§ **What is needed**
Print each line exactly as it is given.

§ **Stored rows**
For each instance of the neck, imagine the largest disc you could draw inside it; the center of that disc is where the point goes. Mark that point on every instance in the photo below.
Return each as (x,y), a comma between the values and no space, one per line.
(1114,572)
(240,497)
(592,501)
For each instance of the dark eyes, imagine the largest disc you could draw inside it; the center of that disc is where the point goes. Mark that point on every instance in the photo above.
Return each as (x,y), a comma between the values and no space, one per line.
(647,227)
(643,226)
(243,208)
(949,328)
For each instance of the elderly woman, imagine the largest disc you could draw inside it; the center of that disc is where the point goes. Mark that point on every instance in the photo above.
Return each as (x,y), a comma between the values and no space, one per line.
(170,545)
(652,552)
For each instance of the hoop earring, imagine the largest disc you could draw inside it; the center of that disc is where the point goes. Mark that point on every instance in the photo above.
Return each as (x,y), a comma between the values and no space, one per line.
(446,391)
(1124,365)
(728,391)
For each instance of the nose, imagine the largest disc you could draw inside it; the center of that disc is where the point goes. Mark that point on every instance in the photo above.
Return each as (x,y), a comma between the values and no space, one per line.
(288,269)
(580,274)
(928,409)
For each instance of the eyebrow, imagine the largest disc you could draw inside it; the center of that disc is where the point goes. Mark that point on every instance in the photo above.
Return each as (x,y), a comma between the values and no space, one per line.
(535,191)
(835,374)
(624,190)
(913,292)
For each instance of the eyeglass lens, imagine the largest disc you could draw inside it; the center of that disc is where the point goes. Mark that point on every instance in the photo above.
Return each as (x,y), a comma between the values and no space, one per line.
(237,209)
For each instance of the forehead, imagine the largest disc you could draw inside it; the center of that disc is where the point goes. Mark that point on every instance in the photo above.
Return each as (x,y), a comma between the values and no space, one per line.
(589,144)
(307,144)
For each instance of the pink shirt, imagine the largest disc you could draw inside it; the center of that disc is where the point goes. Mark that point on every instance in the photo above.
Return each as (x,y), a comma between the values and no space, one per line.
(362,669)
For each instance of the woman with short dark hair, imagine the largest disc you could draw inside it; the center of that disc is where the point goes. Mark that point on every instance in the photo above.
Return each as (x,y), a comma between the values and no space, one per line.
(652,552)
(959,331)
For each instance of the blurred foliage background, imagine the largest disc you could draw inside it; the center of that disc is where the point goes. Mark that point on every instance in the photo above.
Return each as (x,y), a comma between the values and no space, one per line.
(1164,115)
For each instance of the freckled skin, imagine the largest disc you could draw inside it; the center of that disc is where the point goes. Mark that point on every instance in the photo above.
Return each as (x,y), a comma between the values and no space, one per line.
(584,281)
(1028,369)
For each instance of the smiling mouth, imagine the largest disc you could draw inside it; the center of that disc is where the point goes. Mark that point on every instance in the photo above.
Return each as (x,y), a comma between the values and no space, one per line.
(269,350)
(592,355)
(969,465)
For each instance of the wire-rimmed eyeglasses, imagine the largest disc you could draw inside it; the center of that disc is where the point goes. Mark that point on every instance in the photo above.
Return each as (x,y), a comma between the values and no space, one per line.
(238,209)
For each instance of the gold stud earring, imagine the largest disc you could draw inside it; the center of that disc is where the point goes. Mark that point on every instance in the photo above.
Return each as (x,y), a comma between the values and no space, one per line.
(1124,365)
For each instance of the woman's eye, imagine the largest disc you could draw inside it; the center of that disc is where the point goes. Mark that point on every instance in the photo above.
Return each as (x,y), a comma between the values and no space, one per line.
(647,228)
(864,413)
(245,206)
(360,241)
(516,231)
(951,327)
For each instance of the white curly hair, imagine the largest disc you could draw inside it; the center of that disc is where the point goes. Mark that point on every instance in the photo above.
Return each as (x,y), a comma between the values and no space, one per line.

§ **Answer for the task**
For each instance of the neck, imagine the largest disc you could draw inside it; the center of that disc is where the point goes. Mark that point on every instance in the photo below.
Return each as (x,y), a comma between the values and no space, one per line.
(1114,572)
(240,497)
(592,501)
For each instance of the dark eyes, imagine the largest disc you could draw inside it; the center of that disc is where the point goes. Mark that point on every instance in the photo above.
Return each as (x,y), a comma between the values and no space, one per line.
(647,227)
(643,226)
(243,208)
(949,328)
For each instance of the elderly woman, imagine the largest disc you could draw inside it; the center of that disc is where the point goes. Mark that point on every instance in the photo above.
Return each as (x,y), a comma between the values and no space, one per line.
(170,545)
(652,552)
For each instance of the hoop earring, imagine the largest disc you could draw inside it; the center of that disc is where the point goes. Mark that point on every instance in the photo above.
Return each as (x,y), a comma between the values and no space, one per line.
(446,391)
(1124,365)
(728,391)
For each instance of the nose, imagine the largest disc you could draw inside it; the center of that disc is where the point goes. Mark that point on every instance in the photo above.
Return each as (x,y), a comma between the values and no space, one per line.
(288,269)
(580,274)
(928,409)
For each instance of the eyebrow, imagine the largest disc you could draw inside it; the center of that disc is where the point goes. Mark that point on every instance in the photo above.
Return each as (x,y), a comma between the values and no space, one per line.
(535,191)
(835,374)
(624,190)
(913,292)
For each instance of the eyeglass lens, imagine the largest disc you could draw inside it; the center of that disc is where the point goes. Mark that point on every instance in the photo above.
Return each as (x,y), a comma between the values and no space, one per line.
(237,209)
For each instance of the forehead, imagine the largest disc you could draw inside it; the center of that disc is where the point goes. Mark that point on every instance in the photo above.
Return each as (x,y), a comma between the values and no space, one per line.
(589,144)
(307,144)
For each instance of the pink shirt, imagine the largest disc you could draw inside it; the center of that disc is where the point goes. Mark that point on every instance in the photo above.
Return each as (x,y), a comma between the values and no space, one per line.
(362,669)
For each instance of the woman with short dark hair, imagine the largest disc you could draw inside it; the center of that disc is where the point goes. Mark that point on every instance in the photo above.
Return each as (x,y), a comma between the values and no space, one per line.
(652,552)
(959,331)
For each instance of the blurred foliage background, imagine the largest disc you could draw inside it; the center of that disc is where the point goes. Mark that point on every instance in the photo above.
Return each as (x,y), a comma between the values and no space, one per line.
(1164,115)
For each instance of the freckled skin, imagine the largest disc you could draw inside it; the center of that disc is where the point goes. Mark that point on every instance in the photo above.
Return each as (x,y), a comma between the values and no space, one per line.
(584,281)
(1028,369)
For each instance of the smiling mouth, imagine the largest disc you could draw inside it; the center of that disc is where the point goes. Mark that point on every instance in the photo above.
Return each as (x,y), a comma between the values and no space, one per line.
(269,350)
(592,355)
(969,465)
For each instance of the wire-rimmed eyeglasses, imagine the largest disc you could draw inside it; the center of that disc is where the point goes. Mark that point on every instance in the photo above.
Return each as (x,y), a comma between the values and no space, one per line.
(238,209)
For each instance of the gold stud earring, imagine the largest disc you could draw inside it; the center of that disc is where the point goes. Mark that point on every instance in the photo above.
Return each as (x,y), a comma between the values and no space, one per line.
(1124,365)
For each instance of the woman's eye, imagine the largest disc you could draw inside it; the center of that disc is where the point goes. Mark that point on every instance in the photo above.
Return each as (x,y), a comma between the values and no space, one per line.
(647,228)
(864,413)
(245,206)
(360,241)
(516,231)
(951,327)
For each instance of the white curly hair, imagine the largest disc you could draw inside it; the center of that disc is where the point goes. Mark that point on every instance in the photo above.
Return each as (x,y), a comma between the values and no space, one per line.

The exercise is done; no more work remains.